• Written problem: From the material below, pull out each line that contains the string "dark".

• Stored records:
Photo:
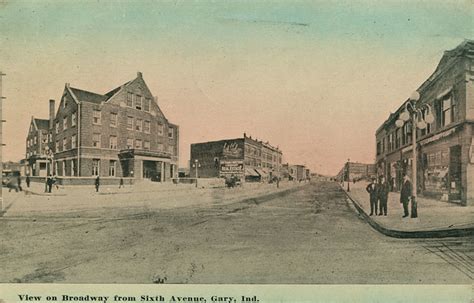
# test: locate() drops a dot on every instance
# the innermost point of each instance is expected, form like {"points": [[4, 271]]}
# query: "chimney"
{"points": [[51, 113]]}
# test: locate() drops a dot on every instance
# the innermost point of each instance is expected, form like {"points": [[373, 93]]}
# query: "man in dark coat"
{"points": [[49, 183], [383, 189], [19, 182], [97, 184], [405, 194], [372, 190]]}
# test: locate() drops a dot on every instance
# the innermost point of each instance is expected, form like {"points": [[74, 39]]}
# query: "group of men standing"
{"points": [[378, 192]]}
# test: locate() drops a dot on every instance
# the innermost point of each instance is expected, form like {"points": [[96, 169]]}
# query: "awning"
{"points": [[251, 172]]}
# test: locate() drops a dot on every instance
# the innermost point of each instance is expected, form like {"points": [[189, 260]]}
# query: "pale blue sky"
{"points": [[316, 78]]}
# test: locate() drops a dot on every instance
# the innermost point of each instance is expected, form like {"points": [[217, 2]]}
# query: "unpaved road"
{"points": [[308, 236]]}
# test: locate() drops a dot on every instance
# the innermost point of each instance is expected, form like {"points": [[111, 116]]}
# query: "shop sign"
{"points": [[232, 150], [232, 167]]}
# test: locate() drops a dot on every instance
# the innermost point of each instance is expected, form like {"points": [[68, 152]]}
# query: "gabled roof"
{"points": [[87, 96], [83, 95], [41, 123], [115, 90]]}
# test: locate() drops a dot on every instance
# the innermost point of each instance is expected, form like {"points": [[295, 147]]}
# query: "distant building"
{"points": [[245, 158], [37, 147], [445, 149], [297, 172], [355, 171], [122, 133]]}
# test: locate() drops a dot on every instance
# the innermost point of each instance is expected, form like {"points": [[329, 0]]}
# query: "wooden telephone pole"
{"points": [[1, 139]]}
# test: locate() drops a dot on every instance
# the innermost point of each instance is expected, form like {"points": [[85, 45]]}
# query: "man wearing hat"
{"points": [[372, 190], [382, 193]]}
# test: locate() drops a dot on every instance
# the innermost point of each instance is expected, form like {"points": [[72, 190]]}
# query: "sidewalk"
{"points": [[84, 199], [435, 218]]}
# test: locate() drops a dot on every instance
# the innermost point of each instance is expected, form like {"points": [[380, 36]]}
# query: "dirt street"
{"points": [[310, 235]]}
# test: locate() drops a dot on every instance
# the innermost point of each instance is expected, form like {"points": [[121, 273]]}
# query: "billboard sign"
{"points": [[228, 168]]}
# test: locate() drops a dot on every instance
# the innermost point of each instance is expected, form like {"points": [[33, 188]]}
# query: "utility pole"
{"points": [[1, 139]]}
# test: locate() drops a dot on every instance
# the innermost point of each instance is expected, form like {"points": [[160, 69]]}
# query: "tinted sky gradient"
{"points": [[314, 78]]}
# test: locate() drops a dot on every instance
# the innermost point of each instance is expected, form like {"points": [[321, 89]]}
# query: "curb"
{"points": [[29, 192], [435, 233]]}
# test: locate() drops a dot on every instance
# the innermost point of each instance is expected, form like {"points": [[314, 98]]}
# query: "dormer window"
{"points": [[138, 102], [96, 116], [146, 104], [129, 99]]}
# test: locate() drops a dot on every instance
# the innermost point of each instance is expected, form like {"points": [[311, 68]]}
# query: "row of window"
{"points": [[138, 102], [96, 142], [136, 124], [65, 122], [31, 141], [445, 112]]}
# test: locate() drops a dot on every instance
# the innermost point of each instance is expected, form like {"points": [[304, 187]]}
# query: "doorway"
{"points": [[455, 174]]}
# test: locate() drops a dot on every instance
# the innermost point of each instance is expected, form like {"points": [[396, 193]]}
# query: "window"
{"points": [[427, 129], [73, 168], [139, 125], [146, 145], [113, 119], [112, 165], [96, 116], [389, 140], [446, 115], [397, 138], [129, 99], [138, 102], [113, 142], [146, 104], [130, 123], [138, 144], [95, 167], [129, 143], [96, 140], [146, 127], [73, 141]]}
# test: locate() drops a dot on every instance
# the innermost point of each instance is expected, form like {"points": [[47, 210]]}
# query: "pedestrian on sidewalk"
{"points": [[97, 184], [49, 183], [372, 190], [383, 189], [19, 182], [55, 181], [405, 194]]}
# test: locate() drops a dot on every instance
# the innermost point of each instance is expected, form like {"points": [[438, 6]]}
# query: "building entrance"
{"points": [[455, 173], [151, 170]]}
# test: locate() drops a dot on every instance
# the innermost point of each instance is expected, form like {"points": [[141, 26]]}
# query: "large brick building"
{"points": [[356, 171], [122, 133], [445, 148], [246, 158], [37, 147]]}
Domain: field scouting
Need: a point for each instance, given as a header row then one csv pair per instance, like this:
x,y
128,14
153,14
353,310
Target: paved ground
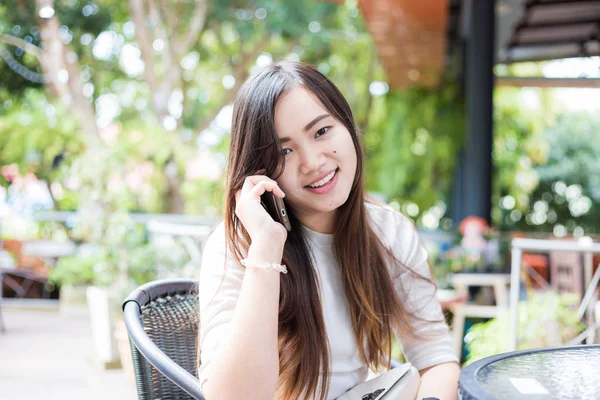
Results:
x,y
49,355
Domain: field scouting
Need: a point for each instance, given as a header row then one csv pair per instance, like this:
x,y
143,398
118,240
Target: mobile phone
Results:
x,y
276,209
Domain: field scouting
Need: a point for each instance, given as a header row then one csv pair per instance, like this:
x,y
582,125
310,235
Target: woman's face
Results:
x,y
320,159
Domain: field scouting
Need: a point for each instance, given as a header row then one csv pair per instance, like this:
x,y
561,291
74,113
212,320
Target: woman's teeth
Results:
x,y
324,180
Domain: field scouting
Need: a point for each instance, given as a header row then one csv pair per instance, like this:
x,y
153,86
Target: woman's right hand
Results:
x,y
251,213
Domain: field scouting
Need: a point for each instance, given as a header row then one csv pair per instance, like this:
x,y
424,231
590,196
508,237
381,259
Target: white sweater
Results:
x,y
347,369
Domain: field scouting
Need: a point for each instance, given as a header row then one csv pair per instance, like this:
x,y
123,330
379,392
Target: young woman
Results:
x,y
356,271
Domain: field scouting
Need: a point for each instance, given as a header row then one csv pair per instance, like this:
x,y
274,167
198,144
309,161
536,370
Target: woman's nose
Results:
x,y
312,160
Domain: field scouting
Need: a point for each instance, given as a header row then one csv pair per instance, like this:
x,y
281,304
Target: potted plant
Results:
x,y
544,320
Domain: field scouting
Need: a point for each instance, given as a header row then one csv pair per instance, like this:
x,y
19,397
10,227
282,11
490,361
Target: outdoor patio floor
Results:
x,y
49,355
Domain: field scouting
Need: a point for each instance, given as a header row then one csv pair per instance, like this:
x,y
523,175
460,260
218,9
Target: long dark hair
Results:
x,y
368,285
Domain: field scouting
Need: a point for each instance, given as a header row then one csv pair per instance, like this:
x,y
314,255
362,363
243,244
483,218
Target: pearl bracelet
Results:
x,y
277,267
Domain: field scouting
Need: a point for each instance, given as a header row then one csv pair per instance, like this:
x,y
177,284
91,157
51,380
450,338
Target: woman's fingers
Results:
x,y
267,186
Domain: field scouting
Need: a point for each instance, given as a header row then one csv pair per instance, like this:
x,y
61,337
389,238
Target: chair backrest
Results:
x,y
162,323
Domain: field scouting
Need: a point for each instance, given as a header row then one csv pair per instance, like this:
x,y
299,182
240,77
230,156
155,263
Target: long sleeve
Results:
x,y
431,344
220,285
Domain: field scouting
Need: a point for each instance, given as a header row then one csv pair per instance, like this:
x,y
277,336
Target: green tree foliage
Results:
x,y
566,198
412,142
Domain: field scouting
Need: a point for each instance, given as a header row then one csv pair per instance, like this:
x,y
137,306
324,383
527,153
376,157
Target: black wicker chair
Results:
x,y
161,319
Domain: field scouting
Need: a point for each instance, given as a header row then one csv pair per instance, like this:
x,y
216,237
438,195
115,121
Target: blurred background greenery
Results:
x,y
136,122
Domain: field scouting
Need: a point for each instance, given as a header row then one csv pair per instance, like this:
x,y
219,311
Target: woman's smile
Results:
x,y
324,185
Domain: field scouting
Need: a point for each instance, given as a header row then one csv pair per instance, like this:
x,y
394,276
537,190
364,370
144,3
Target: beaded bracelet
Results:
x,y
277,267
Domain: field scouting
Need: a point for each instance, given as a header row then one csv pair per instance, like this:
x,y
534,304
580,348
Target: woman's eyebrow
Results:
x,y
306,128
314,121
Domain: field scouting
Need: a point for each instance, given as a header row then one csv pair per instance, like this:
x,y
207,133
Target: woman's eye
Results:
x,y
322,131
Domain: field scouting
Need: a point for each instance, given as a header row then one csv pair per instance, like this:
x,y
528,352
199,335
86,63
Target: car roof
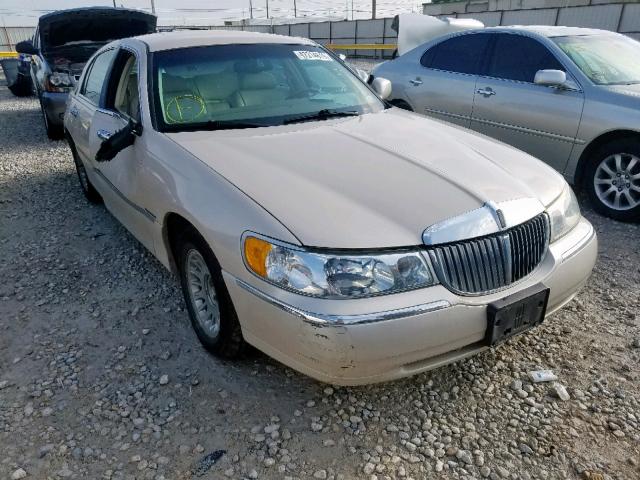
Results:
x,y
198,38
552,31
97,10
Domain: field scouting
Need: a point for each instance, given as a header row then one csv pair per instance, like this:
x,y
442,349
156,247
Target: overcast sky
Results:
x,y
203,12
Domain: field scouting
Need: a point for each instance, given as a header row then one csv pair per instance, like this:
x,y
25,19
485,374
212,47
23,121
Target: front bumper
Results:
x,y
54,105
342,342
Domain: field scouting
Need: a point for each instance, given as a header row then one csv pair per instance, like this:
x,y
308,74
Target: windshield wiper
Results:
x,y
217,125
323,114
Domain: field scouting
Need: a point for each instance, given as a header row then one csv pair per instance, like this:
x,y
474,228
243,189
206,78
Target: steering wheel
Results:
x,y
185,108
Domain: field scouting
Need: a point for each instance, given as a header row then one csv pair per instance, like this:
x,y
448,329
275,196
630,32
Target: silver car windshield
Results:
x,y
242,86
605,59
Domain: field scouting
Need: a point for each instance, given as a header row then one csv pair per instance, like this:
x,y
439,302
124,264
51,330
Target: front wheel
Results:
x,y
208,302
612,180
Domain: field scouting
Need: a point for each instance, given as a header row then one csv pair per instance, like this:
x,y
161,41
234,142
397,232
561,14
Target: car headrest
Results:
x,y
217,86
258,81
252,66
174,84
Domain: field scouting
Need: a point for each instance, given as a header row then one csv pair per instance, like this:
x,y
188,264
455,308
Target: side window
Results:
x,y
126,98
461,54
92,87
516,57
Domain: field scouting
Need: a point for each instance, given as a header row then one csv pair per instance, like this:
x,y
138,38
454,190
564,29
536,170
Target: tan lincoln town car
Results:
x,y
350,240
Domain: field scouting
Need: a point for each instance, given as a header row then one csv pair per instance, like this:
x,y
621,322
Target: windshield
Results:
x,y
255,85
605,59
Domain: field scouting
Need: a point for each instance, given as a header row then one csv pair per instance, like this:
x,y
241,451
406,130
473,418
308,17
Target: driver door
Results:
x,y
120,176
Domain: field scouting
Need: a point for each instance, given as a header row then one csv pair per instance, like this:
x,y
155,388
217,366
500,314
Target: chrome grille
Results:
x,y
489,263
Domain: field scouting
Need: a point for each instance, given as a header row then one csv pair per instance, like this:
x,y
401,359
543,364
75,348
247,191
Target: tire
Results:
x,y
54,132
609,179
401,104
226,339
88,189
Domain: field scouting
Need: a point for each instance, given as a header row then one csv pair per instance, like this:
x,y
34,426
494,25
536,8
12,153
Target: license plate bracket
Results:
x,y
516,313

• Exercise answer:
# query: "man in dark coat"
Target: long dark hair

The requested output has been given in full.